> **WORK REQUIRED**: Please transcribe, exactly and only, the lines of the records below from the one holding "Tag every instance of the wooden fence" to the very end.
RECORDS TO USE Start Marker
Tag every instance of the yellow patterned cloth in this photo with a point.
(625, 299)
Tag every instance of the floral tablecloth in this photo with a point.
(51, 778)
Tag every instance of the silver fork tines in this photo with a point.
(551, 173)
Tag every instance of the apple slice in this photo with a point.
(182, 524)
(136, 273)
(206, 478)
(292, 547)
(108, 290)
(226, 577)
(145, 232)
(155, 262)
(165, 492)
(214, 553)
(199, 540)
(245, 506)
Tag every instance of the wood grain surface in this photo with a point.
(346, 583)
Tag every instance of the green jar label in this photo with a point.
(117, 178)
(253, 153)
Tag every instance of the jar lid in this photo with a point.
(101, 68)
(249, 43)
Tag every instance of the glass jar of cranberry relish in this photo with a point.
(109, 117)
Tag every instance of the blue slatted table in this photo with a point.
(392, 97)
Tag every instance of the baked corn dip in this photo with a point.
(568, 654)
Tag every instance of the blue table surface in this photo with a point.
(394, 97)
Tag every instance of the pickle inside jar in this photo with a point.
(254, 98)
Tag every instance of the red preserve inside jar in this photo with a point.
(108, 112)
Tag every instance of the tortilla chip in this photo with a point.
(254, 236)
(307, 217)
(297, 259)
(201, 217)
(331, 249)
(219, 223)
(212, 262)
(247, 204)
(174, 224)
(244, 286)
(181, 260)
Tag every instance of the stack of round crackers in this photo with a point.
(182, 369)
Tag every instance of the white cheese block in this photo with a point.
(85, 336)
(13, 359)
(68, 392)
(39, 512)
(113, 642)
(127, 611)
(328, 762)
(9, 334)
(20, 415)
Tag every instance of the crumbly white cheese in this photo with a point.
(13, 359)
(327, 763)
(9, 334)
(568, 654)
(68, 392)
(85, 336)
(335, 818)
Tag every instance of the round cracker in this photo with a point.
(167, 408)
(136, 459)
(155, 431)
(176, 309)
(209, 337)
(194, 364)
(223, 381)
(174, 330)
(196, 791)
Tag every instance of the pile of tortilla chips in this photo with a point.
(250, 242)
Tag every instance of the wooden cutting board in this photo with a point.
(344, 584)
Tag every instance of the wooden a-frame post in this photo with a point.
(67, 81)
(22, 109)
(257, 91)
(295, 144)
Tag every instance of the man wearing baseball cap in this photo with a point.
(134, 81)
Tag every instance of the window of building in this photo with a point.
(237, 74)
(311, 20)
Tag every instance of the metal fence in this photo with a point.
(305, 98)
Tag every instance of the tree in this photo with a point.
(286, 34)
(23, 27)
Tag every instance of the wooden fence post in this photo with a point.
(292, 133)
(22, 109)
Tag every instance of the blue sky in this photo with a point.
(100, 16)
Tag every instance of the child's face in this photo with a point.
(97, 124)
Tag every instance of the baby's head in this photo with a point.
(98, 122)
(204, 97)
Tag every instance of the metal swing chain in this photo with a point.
RECORDS TO USE End Marker
> **WRITTEN ANSWER**:
Tag every instance of the wooden fence post in this photo with a point.
(292, 133)
(22, 109)
Tag every instance of the blue sky in this photo with a point.
(100, 16)
Tag every instance of the child's face in this photo with a point.
(97, 124)
Tag every instance of the baby's head in this photo with a point.
(98, 122)
(204, 97)
Tag every instance of the metal swing chain in this photo with a point.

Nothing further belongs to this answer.